_WHAT YOU HAVE TO DO_.
Please repeat the records exactly from their first line, finishing at the line containing "Provide one point per instance of the stone block" and including it.

START SUPPLIED MATERIAL

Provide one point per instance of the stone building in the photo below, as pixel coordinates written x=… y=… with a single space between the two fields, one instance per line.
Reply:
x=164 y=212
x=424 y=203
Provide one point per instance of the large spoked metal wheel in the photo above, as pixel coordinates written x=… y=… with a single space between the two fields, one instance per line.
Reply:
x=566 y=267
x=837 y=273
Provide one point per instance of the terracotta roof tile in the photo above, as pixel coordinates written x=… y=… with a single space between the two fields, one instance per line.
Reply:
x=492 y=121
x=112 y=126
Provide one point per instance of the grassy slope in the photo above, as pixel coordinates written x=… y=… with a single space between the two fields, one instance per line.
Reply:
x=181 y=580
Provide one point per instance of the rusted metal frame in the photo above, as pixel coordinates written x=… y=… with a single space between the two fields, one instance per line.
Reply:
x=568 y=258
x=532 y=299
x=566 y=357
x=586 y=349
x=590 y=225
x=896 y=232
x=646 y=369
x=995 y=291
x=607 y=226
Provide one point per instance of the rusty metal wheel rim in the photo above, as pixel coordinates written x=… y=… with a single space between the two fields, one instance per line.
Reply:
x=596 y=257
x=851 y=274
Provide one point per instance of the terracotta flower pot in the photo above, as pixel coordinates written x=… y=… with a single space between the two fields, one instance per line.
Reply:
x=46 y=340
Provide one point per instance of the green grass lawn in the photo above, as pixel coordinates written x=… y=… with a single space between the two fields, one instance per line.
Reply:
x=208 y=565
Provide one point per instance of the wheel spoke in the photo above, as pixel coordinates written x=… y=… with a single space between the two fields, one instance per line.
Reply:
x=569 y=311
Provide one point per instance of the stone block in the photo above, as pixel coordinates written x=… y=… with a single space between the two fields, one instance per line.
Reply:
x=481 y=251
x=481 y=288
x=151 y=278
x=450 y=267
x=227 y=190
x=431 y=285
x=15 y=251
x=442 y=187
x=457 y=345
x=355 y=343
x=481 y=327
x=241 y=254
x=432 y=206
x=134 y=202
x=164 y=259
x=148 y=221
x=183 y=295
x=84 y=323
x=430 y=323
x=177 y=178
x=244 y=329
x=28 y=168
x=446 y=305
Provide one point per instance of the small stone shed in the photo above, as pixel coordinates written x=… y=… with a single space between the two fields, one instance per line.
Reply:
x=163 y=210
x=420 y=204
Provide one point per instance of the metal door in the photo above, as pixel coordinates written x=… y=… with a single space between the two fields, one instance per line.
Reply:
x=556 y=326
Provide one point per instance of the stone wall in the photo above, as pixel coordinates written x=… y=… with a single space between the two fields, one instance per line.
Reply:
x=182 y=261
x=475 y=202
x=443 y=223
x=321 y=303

END SUPPLIED MATERIAL

_ANSWER_.
Provide one point per instance of the stone building in the photo below, as pixel coordinates written x=… y=… with a single space between the two fields, one instance per line.
Reply:
x=164 y=212
x=424 y=203
Provide one point per instance of the large spoked metal wheel in the photo above, as pixel coordinates written x=… y=… with a single space between the two fields, one instance per line.
Reply:
x=566 y=267
x=837 y=273
Provide one point per instance of the terracotta roof tile in the photo above, as pixel coordinates written x=… y=… with a single space between the two fields, one instance per line.
Reply:
x=492 y=121
x=112 y=126
Provide one point per instance of the grassy slope in the photo above, as pixel coordinates written x=… y=… with a single space between the two fields, one instance per line.
Reply:
x=181 y=580
Provide one point per instance of the rusted metal frame in the photo above, as pixel coordinates written x=… y=… with a single space between the two fields, one instance per line.
Reply:
x=568 y=258
x=532 y=299
x=566 y=357
x=586 y=349
x=590 y=225
x=896 y=232
x=646 y=369
x=995 y=291
x=607 y=226
Provide one point per instance of the rusty metal wheel rim in the photo above, as pixel coordinates written x=… y=… with a single space between the two fields, one instance per line.
Reply:
x=596 y=257
x=851 y=274
Provide one point per instance of the terracotta flower pot in the photo above, as pixel coordinates written x=… y=… with a single space between the two fields, one instance per line.
Reply:
x=46 y=340
Provide one point per instance of the green grass lawn in the photo above, as pixel coordinates written x=… y=… with a single space between the two fields, one instance per line.
Reply:
x=208 y=565
Provide one point per instance of the wheel spoke in the photo above, as pixel coordinates written x=… y=… with a single space between the two fields, one instance per line.
Reply:
x=569 y=311
Provide one point per instance of the stone block in the photo above, as pixel coordinates written x=… y=… with a single space between the two fields, one instance per line.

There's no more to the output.